[Begin]

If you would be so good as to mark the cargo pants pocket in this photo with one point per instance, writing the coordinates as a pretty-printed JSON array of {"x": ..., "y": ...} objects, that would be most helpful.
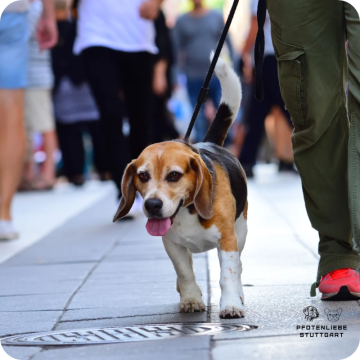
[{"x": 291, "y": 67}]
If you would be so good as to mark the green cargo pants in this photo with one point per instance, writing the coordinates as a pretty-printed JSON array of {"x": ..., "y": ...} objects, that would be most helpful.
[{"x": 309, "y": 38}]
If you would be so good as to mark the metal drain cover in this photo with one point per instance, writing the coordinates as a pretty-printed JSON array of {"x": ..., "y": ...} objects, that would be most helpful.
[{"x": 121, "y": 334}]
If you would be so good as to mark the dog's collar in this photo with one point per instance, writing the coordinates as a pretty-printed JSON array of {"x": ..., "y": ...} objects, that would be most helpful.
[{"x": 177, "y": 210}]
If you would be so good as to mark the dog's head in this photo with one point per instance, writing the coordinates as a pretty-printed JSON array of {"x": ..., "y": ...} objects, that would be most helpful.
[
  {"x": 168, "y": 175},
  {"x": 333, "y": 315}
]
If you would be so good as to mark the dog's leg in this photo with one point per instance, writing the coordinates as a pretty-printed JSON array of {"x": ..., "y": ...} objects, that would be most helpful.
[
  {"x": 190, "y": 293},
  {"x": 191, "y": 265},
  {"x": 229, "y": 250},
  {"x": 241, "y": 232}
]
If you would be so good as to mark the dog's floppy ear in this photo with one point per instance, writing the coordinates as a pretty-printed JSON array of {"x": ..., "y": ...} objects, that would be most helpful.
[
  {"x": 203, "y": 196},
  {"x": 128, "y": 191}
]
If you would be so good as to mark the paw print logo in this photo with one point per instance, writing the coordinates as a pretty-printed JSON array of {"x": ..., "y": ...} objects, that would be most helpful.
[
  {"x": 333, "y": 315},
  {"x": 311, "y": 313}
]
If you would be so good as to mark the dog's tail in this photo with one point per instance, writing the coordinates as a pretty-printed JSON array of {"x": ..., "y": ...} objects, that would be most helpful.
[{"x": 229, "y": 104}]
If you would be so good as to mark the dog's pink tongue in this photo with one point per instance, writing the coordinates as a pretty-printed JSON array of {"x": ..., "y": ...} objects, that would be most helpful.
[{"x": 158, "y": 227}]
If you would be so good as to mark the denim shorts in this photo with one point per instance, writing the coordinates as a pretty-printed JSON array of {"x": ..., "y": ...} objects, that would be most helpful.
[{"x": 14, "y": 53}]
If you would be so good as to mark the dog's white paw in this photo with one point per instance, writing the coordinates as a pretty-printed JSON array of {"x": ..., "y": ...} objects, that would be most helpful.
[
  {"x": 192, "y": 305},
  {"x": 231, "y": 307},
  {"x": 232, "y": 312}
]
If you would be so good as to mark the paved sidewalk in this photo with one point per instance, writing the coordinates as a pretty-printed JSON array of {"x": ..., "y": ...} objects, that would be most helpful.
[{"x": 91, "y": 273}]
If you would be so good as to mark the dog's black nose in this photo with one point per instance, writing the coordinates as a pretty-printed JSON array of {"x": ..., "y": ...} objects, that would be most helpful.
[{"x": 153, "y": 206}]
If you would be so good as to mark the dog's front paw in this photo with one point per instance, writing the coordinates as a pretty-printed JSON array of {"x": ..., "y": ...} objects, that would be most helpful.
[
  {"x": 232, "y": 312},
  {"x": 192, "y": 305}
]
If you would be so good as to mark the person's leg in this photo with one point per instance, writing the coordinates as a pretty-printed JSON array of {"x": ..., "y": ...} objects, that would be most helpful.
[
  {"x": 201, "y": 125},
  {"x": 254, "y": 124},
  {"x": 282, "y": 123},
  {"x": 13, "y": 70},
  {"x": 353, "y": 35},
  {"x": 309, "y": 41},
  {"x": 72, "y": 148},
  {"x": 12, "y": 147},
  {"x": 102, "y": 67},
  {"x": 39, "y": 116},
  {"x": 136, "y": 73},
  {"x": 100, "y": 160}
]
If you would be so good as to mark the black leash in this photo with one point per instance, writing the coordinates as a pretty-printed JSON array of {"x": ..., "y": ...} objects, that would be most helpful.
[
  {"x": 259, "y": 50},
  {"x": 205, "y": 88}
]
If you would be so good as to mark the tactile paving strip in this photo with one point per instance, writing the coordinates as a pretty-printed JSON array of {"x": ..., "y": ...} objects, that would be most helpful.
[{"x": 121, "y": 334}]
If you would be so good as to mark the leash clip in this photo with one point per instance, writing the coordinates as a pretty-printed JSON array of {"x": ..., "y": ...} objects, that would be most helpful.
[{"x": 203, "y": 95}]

[End]

# Task to carry out:
Copy the records above word for word, starting at the line that contains "the dog's front" and ending at the last line of the records.

# Task answer:
If you would be so good as to mark the dog's front paw in this photo with one point per instance, writing the coordinates as a pretty-printed JSON array of {"x": ..., "y": ...} objects, that would be most helpful.
[
  {"x": 232, "y": 312},
  {"x": 192, "y": 305}
]
If you would be so good as to mark the person's leg in this photo with one point per instance, writing the coordinates as a pretty-printed JSON array of {"x": ..., "y": ...} objects, that would be most helpful.
[
  {"x": 201, "y": 125},
  {"x": 254, "y": 124},
  {"x": 282, "y": 123},
  {"x": 13, "y": 70},
  {"x": 353, "y": 35},
  {"x": 309, "y": 41},
  {"x": 72, "y": 148},
  {"x": 12, "y": 147},
  {"x": 102, "y": 67},
  {"x": 39, "y": 116},
  {"x": 136, "y": 73},
  {"x": 100, "y": 160}
]
If you would be so good as to mark the black leash in this photo with one point per instance, writing the coordinates as a pretty-printed JSON array of {"x": ..., "y": ...} objects, that would be most helpful.
[
  {"x": 259, "y": 50},
  {"x": 205, "y": 88}
]
If you would be so good as to mark the tactile paving strip in this photo with one point per instance, writing the coordinates as a pretty-printed JSON array of {"x": ..., "y": ...} objects, that would be most helpful.
[{"x": 121, "y": 334}]
If you would be so good as to mark the leash clip in this photo with one point per instance, writing the coordinates as a pretty-printed JSON array of {"x": ..., "y": ...} objects, that would be most helpful.
[{"x": 203, "y": 95}]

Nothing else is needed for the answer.